(The input)
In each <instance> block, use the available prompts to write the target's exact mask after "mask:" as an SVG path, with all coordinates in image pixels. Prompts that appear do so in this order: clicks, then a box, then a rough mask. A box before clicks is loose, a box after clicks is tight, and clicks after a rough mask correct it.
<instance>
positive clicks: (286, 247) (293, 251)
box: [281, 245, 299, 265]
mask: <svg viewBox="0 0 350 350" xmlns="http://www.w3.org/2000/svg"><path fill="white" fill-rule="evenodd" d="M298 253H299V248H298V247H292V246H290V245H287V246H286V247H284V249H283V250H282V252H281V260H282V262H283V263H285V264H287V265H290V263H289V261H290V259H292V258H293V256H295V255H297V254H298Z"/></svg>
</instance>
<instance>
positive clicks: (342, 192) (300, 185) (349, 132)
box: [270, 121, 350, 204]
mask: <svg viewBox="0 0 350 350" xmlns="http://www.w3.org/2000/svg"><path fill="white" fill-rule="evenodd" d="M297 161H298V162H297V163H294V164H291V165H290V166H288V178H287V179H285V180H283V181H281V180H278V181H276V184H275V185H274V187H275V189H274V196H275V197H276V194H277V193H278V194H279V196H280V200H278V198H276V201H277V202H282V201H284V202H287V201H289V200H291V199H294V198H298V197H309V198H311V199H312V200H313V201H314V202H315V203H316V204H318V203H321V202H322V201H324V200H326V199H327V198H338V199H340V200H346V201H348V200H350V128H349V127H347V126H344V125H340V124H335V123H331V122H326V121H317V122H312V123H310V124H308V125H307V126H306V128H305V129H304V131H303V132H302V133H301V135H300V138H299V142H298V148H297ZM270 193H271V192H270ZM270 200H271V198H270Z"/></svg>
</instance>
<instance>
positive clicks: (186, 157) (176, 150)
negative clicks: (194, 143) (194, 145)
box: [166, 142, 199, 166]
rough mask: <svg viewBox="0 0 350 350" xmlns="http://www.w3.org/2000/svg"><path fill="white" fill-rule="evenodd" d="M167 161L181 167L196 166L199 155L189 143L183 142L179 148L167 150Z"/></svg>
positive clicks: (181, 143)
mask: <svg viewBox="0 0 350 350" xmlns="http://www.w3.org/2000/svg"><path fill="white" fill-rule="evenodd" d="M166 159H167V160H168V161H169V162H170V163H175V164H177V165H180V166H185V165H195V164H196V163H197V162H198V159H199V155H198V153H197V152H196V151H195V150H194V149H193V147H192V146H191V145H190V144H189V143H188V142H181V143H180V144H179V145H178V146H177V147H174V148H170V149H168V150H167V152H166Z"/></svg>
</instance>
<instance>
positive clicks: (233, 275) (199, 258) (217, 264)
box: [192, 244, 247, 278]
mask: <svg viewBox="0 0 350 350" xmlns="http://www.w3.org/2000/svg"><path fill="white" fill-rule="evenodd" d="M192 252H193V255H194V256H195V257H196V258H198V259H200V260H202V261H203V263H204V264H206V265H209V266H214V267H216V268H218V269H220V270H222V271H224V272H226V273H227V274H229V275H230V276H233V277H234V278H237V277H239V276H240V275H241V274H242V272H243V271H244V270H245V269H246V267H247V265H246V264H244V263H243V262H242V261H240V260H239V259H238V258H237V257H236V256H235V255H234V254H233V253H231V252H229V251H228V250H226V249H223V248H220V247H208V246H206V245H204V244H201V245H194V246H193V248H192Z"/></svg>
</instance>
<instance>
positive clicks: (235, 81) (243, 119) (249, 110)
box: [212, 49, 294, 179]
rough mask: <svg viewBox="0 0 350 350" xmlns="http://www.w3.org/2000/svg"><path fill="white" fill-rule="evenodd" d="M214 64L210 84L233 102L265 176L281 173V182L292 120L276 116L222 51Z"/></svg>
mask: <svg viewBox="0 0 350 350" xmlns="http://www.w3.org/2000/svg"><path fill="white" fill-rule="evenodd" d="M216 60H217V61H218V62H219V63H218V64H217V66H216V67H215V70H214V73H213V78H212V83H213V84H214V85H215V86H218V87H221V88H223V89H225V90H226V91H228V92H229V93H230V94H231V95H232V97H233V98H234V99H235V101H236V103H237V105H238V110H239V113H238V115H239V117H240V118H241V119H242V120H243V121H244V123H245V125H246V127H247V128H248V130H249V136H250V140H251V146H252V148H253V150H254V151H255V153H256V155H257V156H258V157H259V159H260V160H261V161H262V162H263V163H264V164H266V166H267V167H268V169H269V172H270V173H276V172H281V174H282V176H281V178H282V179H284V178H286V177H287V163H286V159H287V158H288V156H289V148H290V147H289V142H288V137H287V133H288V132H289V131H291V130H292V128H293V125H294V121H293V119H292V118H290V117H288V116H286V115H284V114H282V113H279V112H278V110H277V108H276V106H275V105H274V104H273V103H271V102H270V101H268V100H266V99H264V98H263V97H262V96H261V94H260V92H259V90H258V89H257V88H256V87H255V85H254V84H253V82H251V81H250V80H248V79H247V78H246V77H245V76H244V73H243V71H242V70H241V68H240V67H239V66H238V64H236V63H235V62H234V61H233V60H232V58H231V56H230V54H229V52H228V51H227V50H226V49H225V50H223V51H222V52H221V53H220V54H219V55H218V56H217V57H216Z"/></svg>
(End The input)
#### Exercise details
Please reproduce all of the records above word for word.

#### Task result
In each <instance> block, use the available prompts to write the target's exact mask after "mask:" as an SVG path, with all coordinates in image pixels. Prompts that appear do so in this order: clicks, then a box, then a rough mask. A box before clicks is loose, a box after clicks is tight, and clicks after a rough mask correct it.
<instance>
positive clicks: (286, 247) (293, 251)
box: [281, 245, 299, 265]
mask: <svg viewBox="0 0 350 350" xmlns="http://www.w3.org/2000/svg"><path fill="white" fill-rule="evenodd" d="M298 253H299V248H298V247H292V246H290V245H287V246H286V247H284V249H283V250H282V252H281V260H282V262H283V263H285V264H287V265H290V263H289V261H290V259H292V258H293V256H295V255H297V254H298Z"/></svg>
</instance>
<instance>
positive clicks: (342, 192) (300, 185) (349, 132)
box: [270, 121, 350, 204]
mask: <svg viewBox="0 0 350 350" xmlns="http://www.w3.org/2000/svg"><path fill="white" fill-rule="evenodd" d="M297 161H298V162H297V163H294V164H291V165H290V166H288V178H287V179H285V180H283V181H281V180H278V181H276V184H275V185H274V187H275V189H274V196H275V197H276V194H277V193H278V194H279V196H280V200H278V198H276V201H277V202H282V201H284V202H287V201H289V200H291V199H294V198H298V197H309V198H311V199H312V200H313V201H314V202H315V203H316V204H318V203H321V202H322V201H324V200H326V199H327V198H338V199H340V200H346V201H348V200H350V128H349V127H347V126H344V125H340V124H335V123H331V122H326V121H317V122H312V123H310V124H308V125H307V126H306V128H305V129H304V131H303V132H302V133H301V135H300V138H299V142H298V148H297ZM270 193H271V192H270ZM270 200H271V198H270Z"/></svg>
</instance>
<instance>
positive clicks: (186, 157) (176, 150)
negative clicks: (194, 143) (194, 145)
box: [166, 142, 199, 166]
rough mask: <svg viewBox="0 0 350 350" xmlns="http://www.w3.org/2000/svg"><path fill="white" fill-rule="evenodd" d="M167 161L181 167L196 166L199 155L189 143L183 142L179 148L167 150Z"/></svg>
positive clicks: (181, 143)
mask: <svg viewBox="0 0 350 350" xmlns="http://www.w3.org/2000/svg"><path fill="white" fill-rule="evenodd" d="M166 159H167V160H168V161H169V162H170V163H175V164H177V165H180V166H185V165H195V164H196V163H197V162H198V159H199V155H198V153H197V152H196V151H195V150H194V149H193V147H192V146H191V145H190V144H189V143H188V142H181V143H180V144H179V145H178V146H177V147H174V148H170V149H168V150H167V152H166Z"/></svg>
</instance>
<instance>
positive clicks: (233, 275) (199, 258) (217, 264)
box: [192, 244, 247, 278]
mask: <svg viewBox="0 0 350 350" xmlns="http://www.w3.org/2000/svg"><path fill="white" fill-rule="evenodd" d="M192 252H193V255H194V256H195V257H196V258H198V259H200V260H202V261H203V263H204V264H206V265H209V266H214V267H216V268H218V269H220V270H222V271H224V272H226V273H227V274H229V275H230V276H233V277H234V278H237V277H239V276H240V275H241V274H242V272H243V271H244V270H245V269H246V267H247V265H246V264H244V263H243V262H242V261H240V260H239V259H238V258H237V257H236V256H235V255H234V254H233V253H231V252H229V251H228V250H226V249H223V248H220V247H208V246H206V245H204V244H201V245H194V246H193V248H192Z"/></svg>
</instance>
<instance>
positive clicks: (235, 81) (243, 119) (249, 110)
box: [212, 49, 294, 179]
rough mask: <svg viewBox="0 0 350 350" xmlns="http://www.w3.org/2000/svg"><path fill="white" fill-rule="evenodd" d="M214 64L210 84L233 102L265 176L281 173V182L292 120L276 116L222 51Z"/></svg>
mask: <svg viewBox="0 0 350 350" xmlns="http://www.w3.org/2000/svg"><path fill="white" fill-rule="evenodd" d="M216 60H217V61H218V62H219V63H218V64H217V66H216V67H215V70H214V73H213V78H212V83H213V84H214V85H215V86H218V87H221V88H223V89H225V90H226V91H228V92H229V93H230V94H231V95H232V97H233V98H234V99H235V101H236V103H237V105H238V110H239V113H238V115H239V117H240V118H241V119H242V120H243V121H244V123H245V125H246V127H247V128H248V130H249V136H250V140H251V146H252V148H253V150H254V151H255V153H256V155H257V156H258V157H259V159H260V160H261V161H262V162H263V163H264V164H266V166H267V167H268V169H269V172H270V173H276V172H281V174H282V176H281V178H282V179H284V178H286V177H287V163H286V159H287V158H288V156H289V148H290V147H289V142H288V137H287V133H288V132H289V131H291V130H292V128H293V125H294V121H293V119H292V118H290V117H288V116H286V115H284V114H282V113H279V112H278V110H277V108H276V106H275V105H274V104H273V103H271V102H270V101H268V100H266V99H264V98H263V97H262V96H261V94H260V92H259V90H258V89H257V88H256V87H255V85H254V84H253V82H251V81H250V80H248V79H247V78H246V77H245V76H244V73H243V71H242V70H241V68H240V67H239V66H238V64H236V63H235V62H234V61H233V60H232V58H231V56H230V54H229V52H228V51H227V50H226V49H225V50H223V51H222V52H221V53H220V54H219V55H218V56H217V57H216Z"/></svg>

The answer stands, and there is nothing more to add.